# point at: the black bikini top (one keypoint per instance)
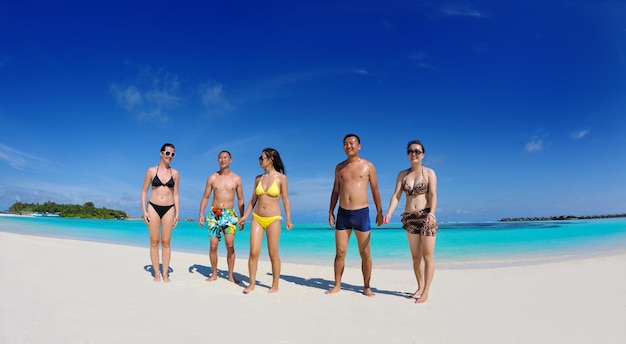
(156, 182)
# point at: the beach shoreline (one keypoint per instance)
(60, 290)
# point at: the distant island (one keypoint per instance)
(562, 217)
(87, 210)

__Exercise instructions__. All of the material above must be retyped exactly, line for line, with the images dropped.

__Result below__.
# point at: the black bikini top (one keypoint per instance)
(156, 182)
# point at: the beach shoreline (one keypoint per instance)
(60, 290)
# point at: the distant island (one keypoint per instance)
(562, 217)
(87, 210)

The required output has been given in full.